Lines of data
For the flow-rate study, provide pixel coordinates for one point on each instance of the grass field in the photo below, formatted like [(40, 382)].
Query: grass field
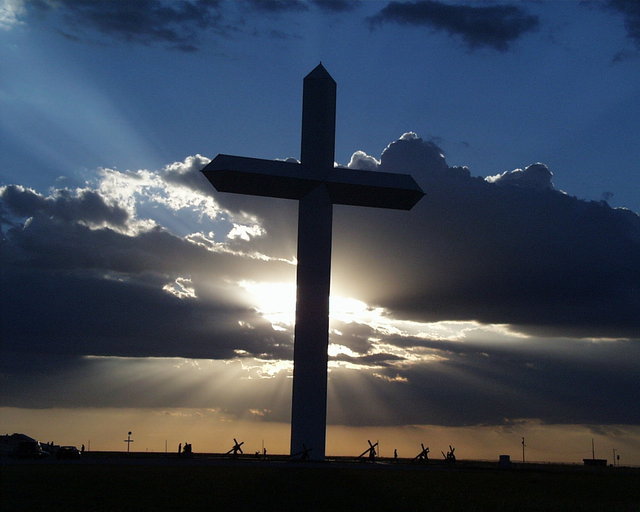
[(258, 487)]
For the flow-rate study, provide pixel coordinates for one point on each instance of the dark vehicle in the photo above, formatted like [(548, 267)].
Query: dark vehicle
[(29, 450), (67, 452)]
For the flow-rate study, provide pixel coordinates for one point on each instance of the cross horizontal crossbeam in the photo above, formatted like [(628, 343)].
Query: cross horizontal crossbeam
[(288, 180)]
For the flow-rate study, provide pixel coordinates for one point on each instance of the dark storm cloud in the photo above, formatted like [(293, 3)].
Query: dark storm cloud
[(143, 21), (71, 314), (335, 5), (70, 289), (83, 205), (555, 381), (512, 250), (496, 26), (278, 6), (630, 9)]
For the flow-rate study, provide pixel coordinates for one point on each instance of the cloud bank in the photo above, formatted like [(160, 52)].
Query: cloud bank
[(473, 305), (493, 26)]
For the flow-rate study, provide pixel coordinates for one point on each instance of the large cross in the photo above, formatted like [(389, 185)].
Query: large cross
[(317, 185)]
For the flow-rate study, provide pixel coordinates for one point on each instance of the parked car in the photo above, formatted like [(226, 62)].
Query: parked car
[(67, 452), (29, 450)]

- EXERCISE DESCRIPTION
Render every line of the data above as a JSON list of strings, one string per line, with blank lines omitted and the pictures left out.

- ANSWER FOR THIS EXERCISE
[
  "For the flow-rate study, provide pixel coordinates for one point on each instance of the grass field in the photo below, formatted like [(40, 382)].",
  "Query: grass field",
  "[(258, 487)]",
  "For the flow-rate study, provide pixel coordinates for one point on each instance of the dark vehicle in the photo above, formatted like [(548, 267)].",
  "Query: dark vehicle",
  "[(29, 450), (67, 452)]",
  "For the flow-rate study, provide pixel coordinates for one point on each instance of the cross horizontal crossbeam in the photo above, formatted like [(628, 343)].",
  "Query: cross horizontal crossbeam",
  "[(288, 180)]",
  "For the flow-rate study, provide pixel coordinates for one point on each instance of the dark storm cloud in the photo above, formatted like [(293, 3)].",
  "Query: dark storm cloud",
  "[(143, 21), (71, 314), (335, 5), (70, 289), (83, 205), (555, 381), (512, 250), (496, 26), (278, 6), (630, 9)]",
  "For the flow-rate study, provide pixel coordinates for one point on each instance of the cloud bank in the photo above, formatted like [(160, 52)].",
  "Query: cloud bank",
  "[(473, 305), (493, 26)]",
  "For the flow-rate study, provide pixel coordinates for one point on each instance of the large cross in the photo above, formatted like [(389, 185)].",
  "Query: large cross",
  "[(317, 185)]",
  "For the flow-rate study, provide pixel coordinates for one point on each instance of the parked car in the photo above, formatted like [(226, 62)].",
  "Query: parked car",
  "[(67, 452), (29, 450)]"
]